Exactly as written, please set down all of the entries again, with no pictures.

**** Listed entries

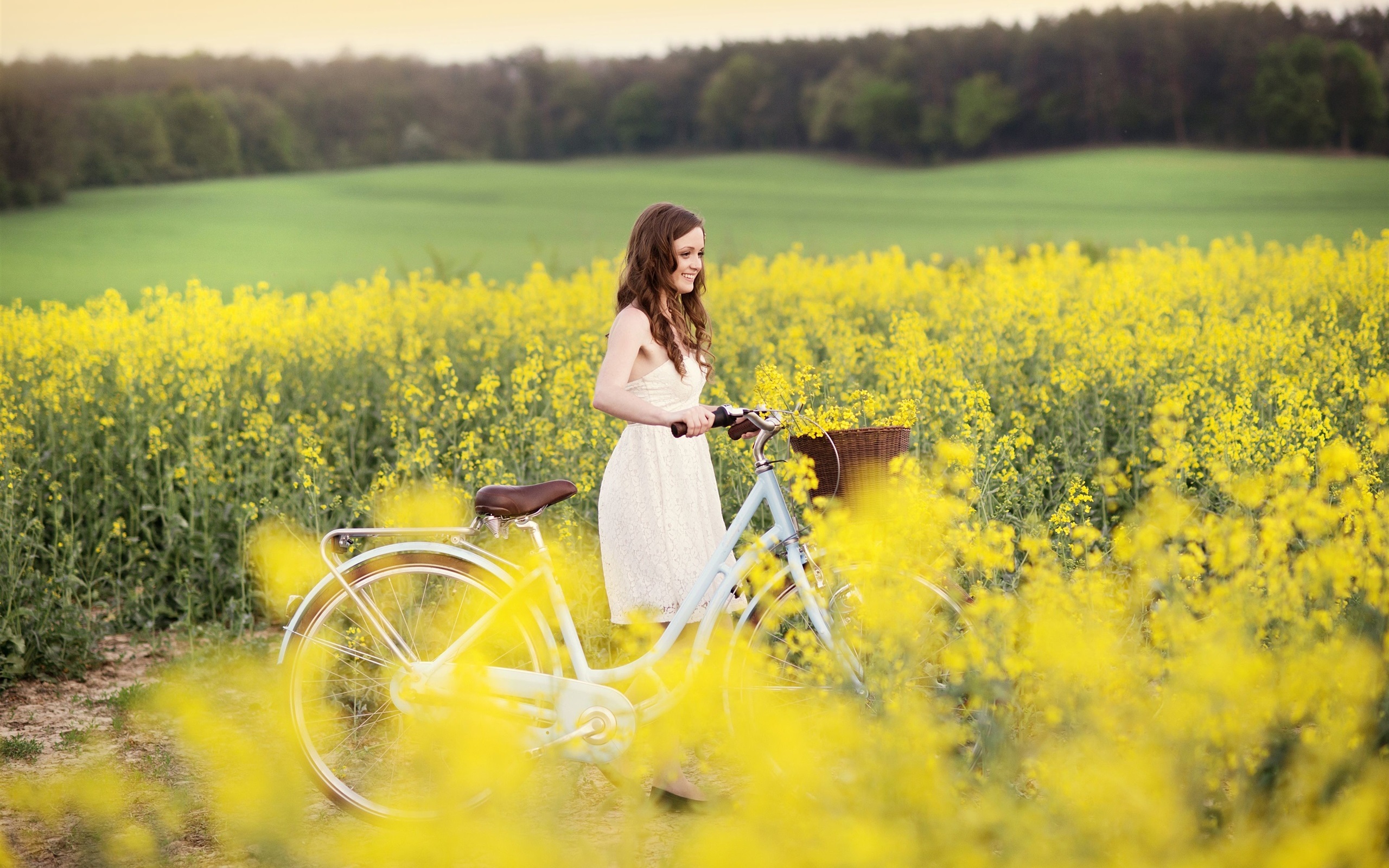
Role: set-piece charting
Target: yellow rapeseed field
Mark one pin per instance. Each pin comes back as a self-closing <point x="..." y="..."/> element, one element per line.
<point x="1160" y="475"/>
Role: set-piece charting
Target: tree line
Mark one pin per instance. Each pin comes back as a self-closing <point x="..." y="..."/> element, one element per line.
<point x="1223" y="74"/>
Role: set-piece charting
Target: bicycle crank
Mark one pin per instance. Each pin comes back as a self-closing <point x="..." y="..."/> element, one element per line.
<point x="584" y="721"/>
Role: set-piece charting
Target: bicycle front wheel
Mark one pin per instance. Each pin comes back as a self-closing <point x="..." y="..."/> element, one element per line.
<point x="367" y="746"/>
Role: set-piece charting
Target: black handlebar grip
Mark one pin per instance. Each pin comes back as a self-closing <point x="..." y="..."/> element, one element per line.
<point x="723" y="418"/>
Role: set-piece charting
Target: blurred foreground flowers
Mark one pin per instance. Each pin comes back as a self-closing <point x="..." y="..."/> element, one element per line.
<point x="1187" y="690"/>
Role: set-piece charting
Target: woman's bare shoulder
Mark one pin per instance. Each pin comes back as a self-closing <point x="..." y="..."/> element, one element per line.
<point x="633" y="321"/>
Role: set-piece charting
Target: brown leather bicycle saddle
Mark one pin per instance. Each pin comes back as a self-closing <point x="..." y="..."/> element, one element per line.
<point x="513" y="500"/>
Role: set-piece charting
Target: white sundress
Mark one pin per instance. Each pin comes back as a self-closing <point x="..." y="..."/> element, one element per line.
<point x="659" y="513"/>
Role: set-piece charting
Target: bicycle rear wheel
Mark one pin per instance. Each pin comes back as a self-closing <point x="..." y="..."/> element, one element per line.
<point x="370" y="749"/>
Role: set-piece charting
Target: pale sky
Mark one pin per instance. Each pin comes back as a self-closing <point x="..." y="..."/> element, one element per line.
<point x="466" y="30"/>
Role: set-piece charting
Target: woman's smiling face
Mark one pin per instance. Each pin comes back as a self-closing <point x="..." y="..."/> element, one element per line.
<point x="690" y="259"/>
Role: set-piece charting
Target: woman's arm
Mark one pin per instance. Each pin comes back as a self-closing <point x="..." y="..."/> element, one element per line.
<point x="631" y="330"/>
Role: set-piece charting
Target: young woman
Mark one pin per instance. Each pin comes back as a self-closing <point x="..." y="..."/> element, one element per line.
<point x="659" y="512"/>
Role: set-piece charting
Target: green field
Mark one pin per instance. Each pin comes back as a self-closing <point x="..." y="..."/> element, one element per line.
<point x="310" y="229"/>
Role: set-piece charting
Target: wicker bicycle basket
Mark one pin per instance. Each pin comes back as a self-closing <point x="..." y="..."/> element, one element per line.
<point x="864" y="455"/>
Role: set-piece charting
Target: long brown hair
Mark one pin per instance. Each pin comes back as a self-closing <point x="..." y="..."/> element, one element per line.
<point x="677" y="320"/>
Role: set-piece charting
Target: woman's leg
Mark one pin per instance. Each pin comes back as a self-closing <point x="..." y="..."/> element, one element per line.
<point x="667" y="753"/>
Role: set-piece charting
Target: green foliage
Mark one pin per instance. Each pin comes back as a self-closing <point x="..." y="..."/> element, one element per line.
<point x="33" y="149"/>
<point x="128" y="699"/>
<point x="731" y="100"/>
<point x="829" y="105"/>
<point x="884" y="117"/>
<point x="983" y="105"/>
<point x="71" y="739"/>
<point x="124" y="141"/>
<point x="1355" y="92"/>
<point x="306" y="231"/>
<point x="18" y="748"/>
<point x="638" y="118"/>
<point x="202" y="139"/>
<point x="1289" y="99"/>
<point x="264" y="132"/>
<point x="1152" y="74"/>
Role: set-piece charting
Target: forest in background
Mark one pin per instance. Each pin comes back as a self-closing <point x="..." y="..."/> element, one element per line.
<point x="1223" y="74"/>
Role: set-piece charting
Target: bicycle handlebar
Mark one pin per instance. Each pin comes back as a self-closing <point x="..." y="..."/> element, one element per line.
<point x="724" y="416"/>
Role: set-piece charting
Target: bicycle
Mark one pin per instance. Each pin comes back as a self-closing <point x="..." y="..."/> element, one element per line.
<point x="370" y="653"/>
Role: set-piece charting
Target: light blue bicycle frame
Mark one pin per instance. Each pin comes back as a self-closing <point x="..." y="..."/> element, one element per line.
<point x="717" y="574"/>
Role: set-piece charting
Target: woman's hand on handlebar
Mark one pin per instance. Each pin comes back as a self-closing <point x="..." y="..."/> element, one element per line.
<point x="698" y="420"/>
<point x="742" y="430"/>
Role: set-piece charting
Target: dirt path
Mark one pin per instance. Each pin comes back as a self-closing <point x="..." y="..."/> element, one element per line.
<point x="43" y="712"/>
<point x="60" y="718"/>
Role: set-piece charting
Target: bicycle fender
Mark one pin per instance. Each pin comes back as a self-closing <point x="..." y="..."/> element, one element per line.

********

● **Exercise result**
Role: set-piece charting
Target: yellow rapeseed field
Mark one pin per instance. Each pin comes back as a self-closing <point x="..." y="..."/> element, one element per line.
<point x="1160" y="475"/>
Role: set-piece charting
Target: tree line
Mark one pin per instance. Each pin comes back as a self-closing <point x="..." y="..."/> element, one element per line.
<point x="1223" y="74"/>
Role: set-piece charting
Target: bicycle crank
Mark one pin per instance. Each pin comes back as a self-closing <point x="..." y="..."/> element, one element per line.
<point x="584" y="721"/>
Role: set-piece charting
Target: bicycle front wheel
Mark one pin per instance. Each pin comes back as a self-closing <point x="..." y="..."/> element, one element per line.
<point x="367" y="746"/>
Role: set-piece charting
Target: black handlebar grip
Mark one pin per instance. Each pin comes back as a self-closing <point x="..." y="..."/> element, one element per line.
<point x="723" y="418"/>
Role: set-piece charting
Target: blurred foreground flowers
Mark one pin per instance. Each pin comes back as a self-closing <point x="..." y="..."/> element, one element per line.
<point x="1187" y="690"/>
Role: set-piece charting
Target: woman's bare shoulder
Mark one pin per instance. Each pin comes back as a self-closing <point x="..." y="..."/> element, one element per line.
<point x="633" y="321"/>
Role: set-piece charting
Target: brown leather bicycle saddle
Mark one pin per instance. Each pin comes back as a self-closing <point x="..." y="..."/> element, one element per line.
<point x="513" y="500"/>
Role: set-piece charting
Target: white sundress
Mark one pin per instance. Each pin comes back as a self-closing <point x="..." y="..."/> element, one element per line.
<point x="659" y="513"/>
Role: set-piece charting
Target: bicycle rear wheel
Mark one pin per instance. Each pin comes back as a self-closing <point x="..." y="..."/> element, one element per line.
<point x="370" y="749"/>
Role: set-piece charting
Target: pale sky
Mark one pin per instance. Each pin comes back as a self-closing <point x="..." y="..."/> element, one element per line.
<point x="466" y="30"/>
Role: set-piece charting
Target: woman's smiling face
Mark one pin per instance. Each pin comes back as a self-closing <point x="..." y="..."/> element, one element per line.
<point x="690" y="259"/>
Role: set-piece charting
Target: woman's arm
Mark one pin per instance. Each pin comes back as a self-closing <point x="..." y="..."/> element, one element per line.
<point x="631" y="330"/>
Role: set-piece charting
Target: young woman
Mark one pin per instance. Each pin comes back as a self-closing <point x="..." y="..."/> element, one element per line.
<point x="659" y="512"/>
Role: set-piece charting
Target: green field
Mark one pin per instance. Each pin comes back as a self-closing <point x="..." y="..."/> element, one element per line.
<point x="310" y="229"/>
Role: set-piece charting
Target: wicker bicycle basket
Mark one pin per instance. Each pin comes back as a self-closing <point x="..." y="..."/> element, one element per line.
<point x="864" y="455"/>
Role: set-piece charting
Target: long brown hair
Mark one pin per instance. Each pin comes back as a self-closing <point x="..." y="..."/> element, one element per line.
<point x="677" y="320"/>
Role: set-piece charting
Target: woman's leg
Mark one pin per instance. Each pin comes back as a self-closing <point x="..." y="..."/> element, one element per line.
<point x="667" y="753"/>
Role: set-piece charting
Target: green foliage
Mark one pin per instance. Each pin comes back as a self-closing <point x="..." y="..."/> element, one element per line.
<point x="33" y="149"/>
<point x="128" y="699"/>
<point x="731" y="100"/>
<point x="829" y="105"/>
<point x="884" y="117"/>
<point x="983" y="105"/>
<point x="71" y="739"/>
<point x="124" y="141"/>
<point x="1355" y="92"/>
<point x="306" y="231"/>
<point x="18" y="748"/>
<point x="638" y="118"/>
<point x="202" y="139"/>
<point x="1289" y="99"/>
<point x="264" y="132"/>
<point x="1152" y="74"/>
Role: set-piece charting
Target: forest in background
Mark one pin per instance. Each pin comes back as a self-closing <point x="..." y="..."/> element, one element per line.
<point x="1223" y="74"/>
Role: set-piece charting
Target: bicycle handlebar
Mark one pin per instance. Each pin comes back as a self-closing <point x="..." y="..."/> element, one element per line.
<point x="724" y="416"/>
Role: set-piece charting
Target: bicycle
Mark one pin per instance. Each pin comes back as a self-closing <point x="..." y="..."/> element, one element per line.
<point x="370" y="653"/>
Role: set-piece charting
Target: light blue bicycle frame
Mark one pin per instance. Each pin comes back as a self-closing <point x="..." y="..."/> element, one element per line.
<point x="717" y="574"/>
Role: set-piece charting
Target: woman's hand on handlebar
Mark one pin per instance. Each pin comes back as a self-closing <point x="..." y="..."/> element, one element per line.
<point x="698" y="420"/>
<point x="742" y="430"/>
Role: set-piece charting
Target: dirt path
Mark one pin per instance. Each pin comes back as a self-closing <point x="..." y="..."/> element, one element per line.
<point x="43" y="712"/>
<point x="60" y="718"/>
Role: set-piece charting
Target: bicycle fender
Mark one pin per instance. Each pin comes back as a self-closing <point x="..." y="..."/> element, one element per line.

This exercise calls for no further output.